-- What is expected --
Keep writing the forum thread below about marking exposed film rolls, starting right after its last sentence.

-- Passage given --
I rewind and leave the leader out. My solution is to fold over the tip of the film leader so that I can see that it has been used. If I have a marker pen handy I might also make a note on there of the camera used and whether it has been pushed.
 
For me, the magic moment of self D&P was watching a print emerge from the pink as the dev did its magic under a safelight. Seeing a print creeping from the output slot of an inkjet is still a bit magic; one going back and forth in a dyesub as each layer of colour is added is a bit more so but neither really comes close to a wet print.



My AF cameras rewind fully, but that's a pest for home processing.

IIRC (been a while since I used the F80) my AF body can be set to leave the leader sticking out or be fully rewound...

I rewind and leave the leader out. My solution is to fold over the tip of the film leader so that I can see that it has been used. If I have a marker pen handy I might also make a note on there of the camera used and whether it has been pushed.

...which means I can do the same as Mathew.
 
I rewind and leave the leader out. My solution is to fold over the tip of the film leader so that I can see that it has been used. If I have a marker pen handy I might also make a note on there of the camera used and whether it has been pushed.

Mine do too, but I use one of these film pickers: https://www.ilfordphoto.com/ap-35mm-film-picker-retriever

IIRC (been a while since I used the F80) my AF body can be set to leave the leader sticking out or be fully rewound...
I can confirm that FP4+ will tear across quite readily if you bite through one of the sprocket holes at the start, so that pretty much now works for me. :cool:
 
:eek: :banghead: I managed to process an unexposed b&w film recently as I don't have a serious methodology for identifying exposed films which I've rewound with the leader still out of the cassette. My AF cameras rewind fully, but that's a pest for home processing.

With manual rewind, once the film is out of the camera I wind the film further in until there's only half an inch or so left out, fold that round tightly and and put back in the pot. That has a 98% success rate so far! :)

I think my only AF Pentax (now sold) had a slight pause when the film came off the right hand spool, before continuing to wind in. If you popped the back at that moment the leader would stay out. The mju II seems to go all the way in (but it does show a countdown on the back of the camera, so you might be able to try the same trick... I only use colour film in that camera, and get it lab-processed so I don't worry).
 
My AF cameras rewind fully, but that's a pest for home processing.

Ahhh, Canon EOS-3 and 1n, custom setting 2, set to 1. Leader out. Then, crease the end of the leader and drop it in the film canister.

Back when I was shooting on the cruise liner though, rattling through upto 20 rolls off 35mm per sitting, 2 sittings a night, it was basically 2 lowepro "pockets" on my belt, left was fresh film, right was exposed. Take a roll out, load one of the cameras, shoot, when it ran out use the other body until you finished that table, then reload the camera that'd rewound by then, and dump the roll straight into the right hand pocket. My co-photographer would be running between the dining room and the camera-shop/photo-lab, taking exposed film and bringing fresh, and loading a couple of reels into the mini-lab so that we had a head start on processing. To say it was somewhat fraught is a bit of an understatement. We HAD to have the shots dev'ed, printed, decollated (cut up off the reel) and onto the photo easels by the end of the evening shows, so that punters could come and browse their shots and take the ones they want (charged to the cabin) the same night if they so wished. Most people ended up coming in the following morning, either before or after breakfast, but we were contracted to have the shots up in the evening - as people with a good meal and a few drinks tended to "spend" more...

-- Data listing --
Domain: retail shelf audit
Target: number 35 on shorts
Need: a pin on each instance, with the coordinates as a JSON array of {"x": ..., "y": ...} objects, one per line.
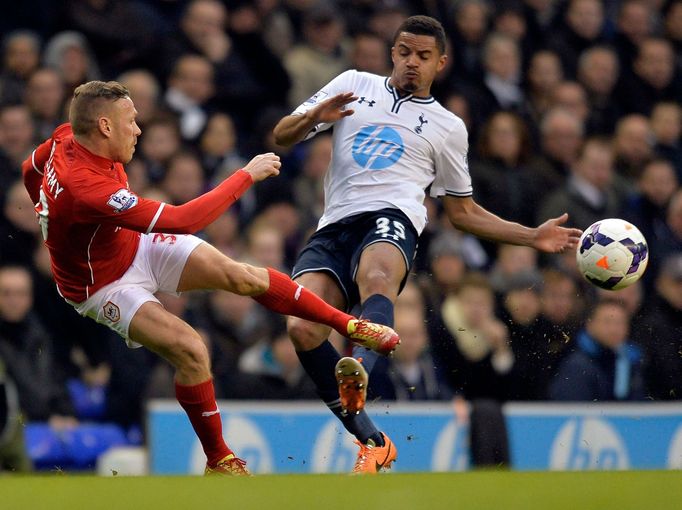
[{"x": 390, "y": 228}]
* * *
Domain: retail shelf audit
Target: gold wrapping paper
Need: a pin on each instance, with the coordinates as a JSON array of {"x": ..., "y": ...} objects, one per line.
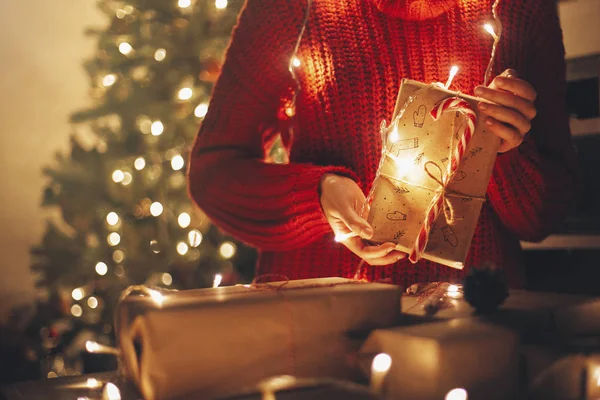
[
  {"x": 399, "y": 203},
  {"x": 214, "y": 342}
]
--
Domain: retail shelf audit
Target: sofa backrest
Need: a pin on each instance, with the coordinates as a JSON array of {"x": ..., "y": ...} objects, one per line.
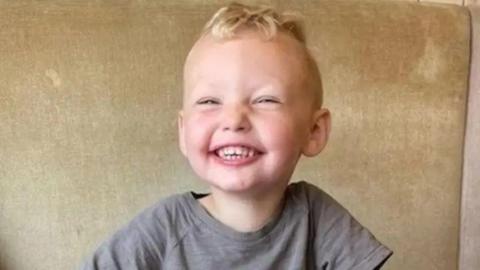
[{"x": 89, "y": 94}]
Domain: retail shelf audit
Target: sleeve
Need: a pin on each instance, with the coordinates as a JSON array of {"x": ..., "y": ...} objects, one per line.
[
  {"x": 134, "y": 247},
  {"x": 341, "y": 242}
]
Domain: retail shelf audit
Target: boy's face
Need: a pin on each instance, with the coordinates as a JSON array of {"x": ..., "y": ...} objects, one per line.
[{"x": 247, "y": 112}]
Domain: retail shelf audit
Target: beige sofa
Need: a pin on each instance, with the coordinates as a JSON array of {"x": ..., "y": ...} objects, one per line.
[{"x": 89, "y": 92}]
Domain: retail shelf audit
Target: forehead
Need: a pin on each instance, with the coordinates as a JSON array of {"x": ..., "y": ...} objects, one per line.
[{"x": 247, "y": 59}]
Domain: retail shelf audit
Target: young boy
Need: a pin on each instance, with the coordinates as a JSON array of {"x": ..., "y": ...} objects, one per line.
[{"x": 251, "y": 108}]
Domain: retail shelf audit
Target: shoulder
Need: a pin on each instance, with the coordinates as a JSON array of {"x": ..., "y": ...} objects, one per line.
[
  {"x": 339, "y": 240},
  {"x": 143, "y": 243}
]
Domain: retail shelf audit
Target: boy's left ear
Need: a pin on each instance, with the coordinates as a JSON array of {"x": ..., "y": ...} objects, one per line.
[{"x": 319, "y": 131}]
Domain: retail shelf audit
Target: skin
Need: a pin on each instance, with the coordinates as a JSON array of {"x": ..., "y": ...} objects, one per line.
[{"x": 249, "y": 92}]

-- Result --
I have to say, compared to working on film, shooting digital and using touchscreen displays and print on demand would be a doddle in comparison - just the "waste factor" of all the pictures taken, printed, and never even looked at by some of the persons on the cruise was ridiculous...
 
If the film leader is completely rewind, I have a bottle top remover which does the job no problem and costs much less than a tool marketed for that job. There's a slight advantage over pulling the film out by the leader as it's one less opportunity for scratching the film.

If I do want to get the film out for some reason, then a moistened piece of 35mm film, stuck through the light trap and wiggled about, will draw the film out easily. (Moisten with water, not with your tongue). I use a similar method if I drop a sheet of darkroom paper in the vertical slots of my Nova processor - the next sheet of paper can be used to draw out the stuck piece.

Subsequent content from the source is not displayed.